→ STATED EXERCISE:
Gather every line in the rows below that contains the word "tree", and copy each of those lines in full.

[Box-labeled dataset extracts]
****
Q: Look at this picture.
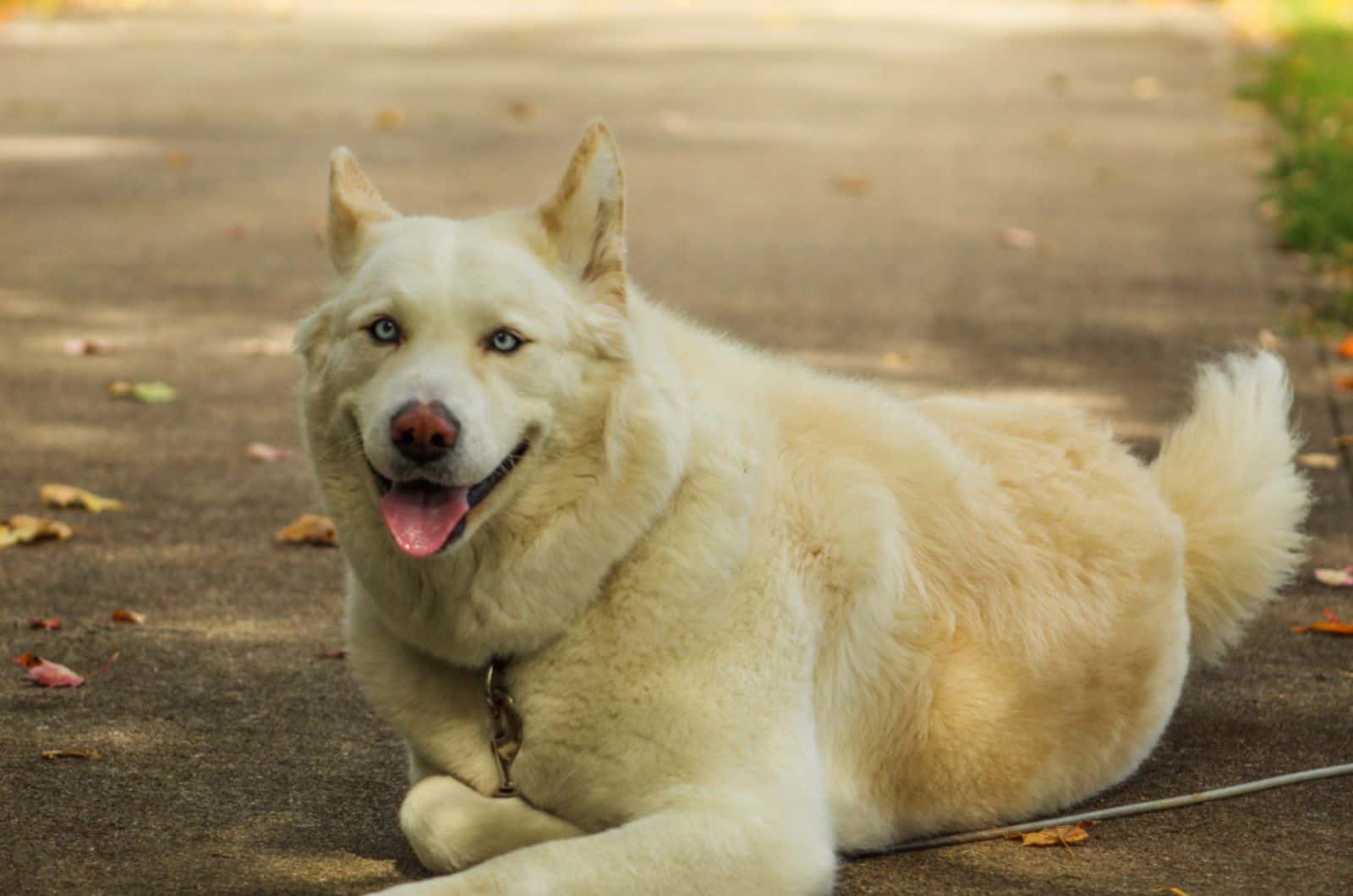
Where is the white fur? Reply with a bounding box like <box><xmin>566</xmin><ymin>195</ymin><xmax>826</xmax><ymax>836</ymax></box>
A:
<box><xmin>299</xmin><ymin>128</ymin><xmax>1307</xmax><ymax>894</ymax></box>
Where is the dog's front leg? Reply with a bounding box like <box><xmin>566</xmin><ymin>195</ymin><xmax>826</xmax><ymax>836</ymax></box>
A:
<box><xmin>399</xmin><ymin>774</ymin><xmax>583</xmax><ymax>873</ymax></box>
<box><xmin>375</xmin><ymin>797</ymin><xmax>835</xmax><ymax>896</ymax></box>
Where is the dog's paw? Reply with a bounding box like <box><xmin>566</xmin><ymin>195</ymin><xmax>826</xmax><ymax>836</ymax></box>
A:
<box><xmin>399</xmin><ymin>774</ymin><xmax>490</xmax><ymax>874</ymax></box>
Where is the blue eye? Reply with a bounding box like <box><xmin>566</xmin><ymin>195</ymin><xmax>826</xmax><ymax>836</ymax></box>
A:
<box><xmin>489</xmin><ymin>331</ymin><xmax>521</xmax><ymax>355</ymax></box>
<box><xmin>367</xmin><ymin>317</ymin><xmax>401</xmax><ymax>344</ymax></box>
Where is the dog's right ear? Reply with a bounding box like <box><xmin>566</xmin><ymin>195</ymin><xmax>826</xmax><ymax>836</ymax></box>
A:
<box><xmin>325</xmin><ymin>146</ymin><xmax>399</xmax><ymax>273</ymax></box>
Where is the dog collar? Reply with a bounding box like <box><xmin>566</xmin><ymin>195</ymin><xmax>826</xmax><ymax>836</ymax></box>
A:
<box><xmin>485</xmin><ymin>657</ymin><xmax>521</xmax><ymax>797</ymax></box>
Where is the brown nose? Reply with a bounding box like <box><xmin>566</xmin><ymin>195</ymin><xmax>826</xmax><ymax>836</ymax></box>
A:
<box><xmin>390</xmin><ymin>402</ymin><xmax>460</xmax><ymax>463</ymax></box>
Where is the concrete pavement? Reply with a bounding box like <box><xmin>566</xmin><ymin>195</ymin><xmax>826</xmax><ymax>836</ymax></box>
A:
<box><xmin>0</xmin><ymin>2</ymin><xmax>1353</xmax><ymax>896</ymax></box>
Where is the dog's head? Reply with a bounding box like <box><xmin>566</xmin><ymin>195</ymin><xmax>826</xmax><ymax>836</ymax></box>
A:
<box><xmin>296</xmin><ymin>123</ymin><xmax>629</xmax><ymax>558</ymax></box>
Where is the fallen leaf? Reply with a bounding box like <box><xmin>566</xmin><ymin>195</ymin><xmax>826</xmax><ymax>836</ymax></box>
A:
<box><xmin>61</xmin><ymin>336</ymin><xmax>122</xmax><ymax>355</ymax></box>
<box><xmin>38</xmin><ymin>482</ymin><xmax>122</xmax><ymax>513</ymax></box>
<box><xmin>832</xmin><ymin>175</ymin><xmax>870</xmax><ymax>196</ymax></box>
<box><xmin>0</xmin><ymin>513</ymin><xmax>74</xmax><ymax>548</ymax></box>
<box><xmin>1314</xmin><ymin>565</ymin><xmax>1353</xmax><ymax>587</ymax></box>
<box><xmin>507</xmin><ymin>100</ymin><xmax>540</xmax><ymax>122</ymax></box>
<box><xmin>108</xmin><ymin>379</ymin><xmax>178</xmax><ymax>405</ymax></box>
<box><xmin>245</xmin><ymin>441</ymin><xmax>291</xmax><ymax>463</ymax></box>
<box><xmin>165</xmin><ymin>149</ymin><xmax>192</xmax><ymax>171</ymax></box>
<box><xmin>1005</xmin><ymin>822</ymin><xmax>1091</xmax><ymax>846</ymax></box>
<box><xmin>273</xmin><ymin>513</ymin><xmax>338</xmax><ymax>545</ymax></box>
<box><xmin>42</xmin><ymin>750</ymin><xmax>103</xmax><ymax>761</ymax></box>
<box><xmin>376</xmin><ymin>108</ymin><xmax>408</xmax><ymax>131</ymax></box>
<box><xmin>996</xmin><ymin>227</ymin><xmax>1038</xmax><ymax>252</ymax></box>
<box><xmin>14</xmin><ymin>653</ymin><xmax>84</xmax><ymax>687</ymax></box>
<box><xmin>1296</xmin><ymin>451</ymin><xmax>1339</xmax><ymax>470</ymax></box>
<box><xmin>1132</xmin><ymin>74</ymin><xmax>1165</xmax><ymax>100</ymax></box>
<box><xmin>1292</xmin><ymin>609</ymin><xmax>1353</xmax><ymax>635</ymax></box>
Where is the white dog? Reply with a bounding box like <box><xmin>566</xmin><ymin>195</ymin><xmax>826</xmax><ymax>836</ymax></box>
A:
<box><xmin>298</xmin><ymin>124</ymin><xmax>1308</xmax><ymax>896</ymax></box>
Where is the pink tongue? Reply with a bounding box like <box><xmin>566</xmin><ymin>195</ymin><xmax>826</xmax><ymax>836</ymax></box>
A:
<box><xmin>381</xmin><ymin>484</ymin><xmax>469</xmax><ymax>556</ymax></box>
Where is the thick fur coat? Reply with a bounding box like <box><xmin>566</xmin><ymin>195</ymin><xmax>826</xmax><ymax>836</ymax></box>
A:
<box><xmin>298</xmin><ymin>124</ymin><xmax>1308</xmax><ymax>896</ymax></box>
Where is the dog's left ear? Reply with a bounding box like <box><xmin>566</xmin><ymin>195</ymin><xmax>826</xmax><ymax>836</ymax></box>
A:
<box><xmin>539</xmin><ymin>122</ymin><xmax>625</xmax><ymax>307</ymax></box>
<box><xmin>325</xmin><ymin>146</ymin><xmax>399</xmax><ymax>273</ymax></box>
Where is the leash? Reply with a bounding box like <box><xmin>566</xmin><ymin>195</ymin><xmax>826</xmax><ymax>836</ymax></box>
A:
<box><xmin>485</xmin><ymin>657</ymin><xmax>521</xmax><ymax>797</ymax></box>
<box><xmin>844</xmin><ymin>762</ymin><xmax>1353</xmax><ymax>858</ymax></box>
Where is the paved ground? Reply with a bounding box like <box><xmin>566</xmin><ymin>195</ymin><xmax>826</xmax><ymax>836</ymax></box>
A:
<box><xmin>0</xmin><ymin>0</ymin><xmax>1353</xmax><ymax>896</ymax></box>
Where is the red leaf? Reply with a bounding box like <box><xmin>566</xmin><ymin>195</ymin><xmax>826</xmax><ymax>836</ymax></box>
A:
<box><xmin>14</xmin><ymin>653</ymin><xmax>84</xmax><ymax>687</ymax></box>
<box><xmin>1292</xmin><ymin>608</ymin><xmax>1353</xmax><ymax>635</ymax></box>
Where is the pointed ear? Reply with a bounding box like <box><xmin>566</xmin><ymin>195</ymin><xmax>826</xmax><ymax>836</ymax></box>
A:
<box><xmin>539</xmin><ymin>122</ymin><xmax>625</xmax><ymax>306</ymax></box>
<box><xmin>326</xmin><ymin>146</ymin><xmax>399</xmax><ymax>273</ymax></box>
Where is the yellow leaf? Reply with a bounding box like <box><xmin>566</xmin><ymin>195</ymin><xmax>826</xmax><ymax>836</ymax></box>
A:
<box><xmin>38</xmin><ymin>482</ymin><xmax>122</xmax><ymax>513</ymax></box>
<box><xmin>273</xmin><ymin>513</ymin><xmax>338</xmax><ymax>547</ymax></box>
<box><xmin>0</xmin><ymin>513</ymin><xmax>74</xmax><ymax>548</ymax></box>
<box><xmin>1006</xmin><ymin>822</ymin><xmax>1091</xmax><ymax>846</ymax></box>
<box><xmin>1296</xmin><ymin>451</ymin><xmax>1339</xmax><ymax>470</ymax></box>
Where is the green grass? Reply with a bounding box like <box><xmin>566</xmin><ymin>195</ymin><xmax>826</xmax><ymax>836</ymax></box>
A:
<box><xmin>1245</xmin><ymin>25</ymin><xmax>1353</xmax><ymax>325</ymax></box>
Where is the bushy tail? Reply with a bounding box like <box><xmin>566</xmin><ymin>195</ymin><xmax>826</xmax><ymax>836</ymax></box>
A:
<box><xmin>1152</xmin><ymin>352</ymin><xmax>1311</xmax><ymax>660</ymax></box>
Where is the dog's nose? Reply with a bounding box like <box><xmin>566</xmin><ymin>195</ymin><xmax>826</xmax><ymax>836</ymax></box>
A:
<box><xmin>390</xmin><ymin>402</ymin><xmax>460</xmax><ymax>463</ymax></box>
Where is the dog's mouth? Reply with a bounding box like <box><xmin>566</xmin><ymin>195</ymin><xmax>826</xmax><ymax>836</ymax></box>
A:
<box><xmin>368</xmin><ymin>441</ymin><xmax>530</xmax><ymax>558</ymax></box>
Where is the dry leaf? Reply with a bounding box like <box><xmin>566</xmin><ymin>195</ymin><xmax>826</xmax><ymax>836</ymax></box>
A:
****
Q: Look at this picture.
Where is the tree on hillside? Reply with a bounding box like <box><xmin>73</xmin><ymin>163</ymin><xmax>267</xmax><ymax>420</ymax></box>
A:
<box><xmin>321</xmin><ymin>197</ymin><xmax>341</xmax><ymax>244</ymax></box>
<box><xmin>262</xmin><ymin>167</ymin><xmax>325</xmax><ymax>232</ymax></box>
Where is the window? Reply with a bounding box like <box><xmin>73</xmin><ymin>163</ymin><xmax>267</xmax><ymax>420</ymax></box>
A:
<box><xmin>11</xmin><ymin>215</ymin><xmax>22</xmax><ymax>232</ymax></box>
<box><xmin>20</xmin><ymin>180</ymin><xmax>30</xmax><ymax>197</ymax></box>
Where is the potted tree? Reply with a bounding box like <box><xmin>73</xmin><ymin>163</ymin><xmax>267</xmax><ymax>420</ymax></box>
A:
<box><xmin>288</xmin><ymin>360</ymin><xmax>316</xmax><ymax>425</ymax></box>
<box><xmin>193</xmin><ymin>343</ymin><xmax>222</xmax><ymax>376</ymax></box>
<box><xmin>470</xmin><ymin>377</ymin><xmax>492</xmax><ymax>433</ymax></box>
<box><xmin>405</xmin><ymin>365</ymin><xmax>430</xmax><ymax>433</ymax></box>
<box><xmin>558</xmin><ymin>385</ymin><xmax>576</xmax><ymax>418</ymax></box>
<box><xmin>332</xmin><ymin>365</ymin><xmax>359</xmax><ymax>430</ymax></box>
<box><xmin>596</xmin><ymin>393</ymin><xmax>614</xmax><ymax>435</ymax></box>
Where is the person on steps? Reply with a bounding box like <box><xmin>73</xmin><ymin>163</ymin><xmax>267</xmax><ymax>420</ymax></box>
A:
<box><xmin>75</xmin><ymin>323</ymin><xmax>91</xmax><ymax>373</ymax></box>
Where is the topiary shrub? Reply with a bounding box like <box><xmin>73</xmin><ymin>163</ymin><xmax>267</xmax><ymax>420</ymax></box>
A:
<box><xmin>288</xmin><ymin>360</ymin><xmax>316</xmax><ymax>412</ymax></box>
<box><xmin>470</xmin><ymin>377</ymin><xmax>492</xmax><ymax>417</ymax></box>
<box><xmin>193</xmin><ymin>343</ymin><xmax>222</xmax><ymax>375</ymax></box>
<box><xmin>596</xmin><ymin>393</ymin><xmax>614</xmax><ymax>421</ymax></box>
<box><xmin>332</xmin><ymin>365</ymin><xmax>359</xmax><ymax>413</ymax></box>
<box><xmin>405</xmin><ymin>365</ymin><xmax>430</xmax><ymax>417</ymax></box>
****
→ FULL OUTPUT:
Where is the tree on hillside? Reply with a bounding box like <box><xmin>73</xmin><ymin>163</ymin><xmax>267</xmax><ymax>420</ymax></box>
Where is the potted tree? Reply with a bounding box like <box><xmin>73</xmin><ymin>163</ymin><xmax>267</xmax><ymax>420</ymax></box>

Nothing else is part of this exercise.